> Text passage
****************************************
So I had already seen before that the drive of my pollers that I write logs to would get throttled by the volume of errors we were writing. It's not a huge disk and it didn't seem important so we we weren't going to make it an SSD. Fixing the polling errors actually cleared that one up. So the big outstanding issue I was seeing was on my SQL volumes. These were already big drives with SSD so we had actually already hit the peak of what GCP offers for disks short of moving to their more spendy specialty products like a dedicated local SSD. I kept an eye on the behavior and realized I was rarely being throttled on throughput, it was IOPS in almost all cases so that got me digging a bit and I realized the SQL instance still had the Windows default block size of 4k. The recommendation for SQL is normally 64k, but I found some articles indicating that the underlying GCP infra does better around 32k so I went ahead and spun up new disks in GCP, formatted them correctly, migrated my database files across and saw measurable improvements pretty quickly. Now the only time GCP throttles my disk is during DB maintenance, but the maintenance runs faster so and I can live with that.
You are likely going to end up spending some time getting familiar with your cloud's cost calculator. This is the one for GCP, https://cloud.google.com/products/calculator and I have spent many afternoons punching scenarios into it trying to figure out the right balance between costs and performance for your environment. Between all these changes I was able to bring the cloud hosting costs for my team down by $50k per year and my higher ups think I'm a hero now since there is nothing they love more than getting to go to exec meetings with cost savings.
****************************************
> Information provided
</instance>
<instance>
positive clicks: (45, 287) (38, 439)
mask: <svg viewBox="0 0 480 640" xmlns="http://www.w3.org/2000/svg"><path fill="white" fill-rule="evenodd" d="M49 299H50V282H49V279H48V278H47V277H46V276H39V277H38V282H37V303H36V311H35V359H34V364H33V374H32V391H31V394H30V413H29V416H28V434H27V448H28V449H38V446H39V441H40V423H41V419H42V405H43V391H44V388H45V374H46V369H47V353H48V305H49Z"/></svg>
****************************************
> Task description
Using the post about GCP disk performance, answer each question briefly.
(a) What block size is normally recommended for SQL?
(b) When does GCP still throttle the SQL disk after the migration?
(c) By how much per year did the changes bring down the team's cloud hosting costs?

> Output below
(a) 64k.
(b) During DB maintenance.
(c) $50k per year.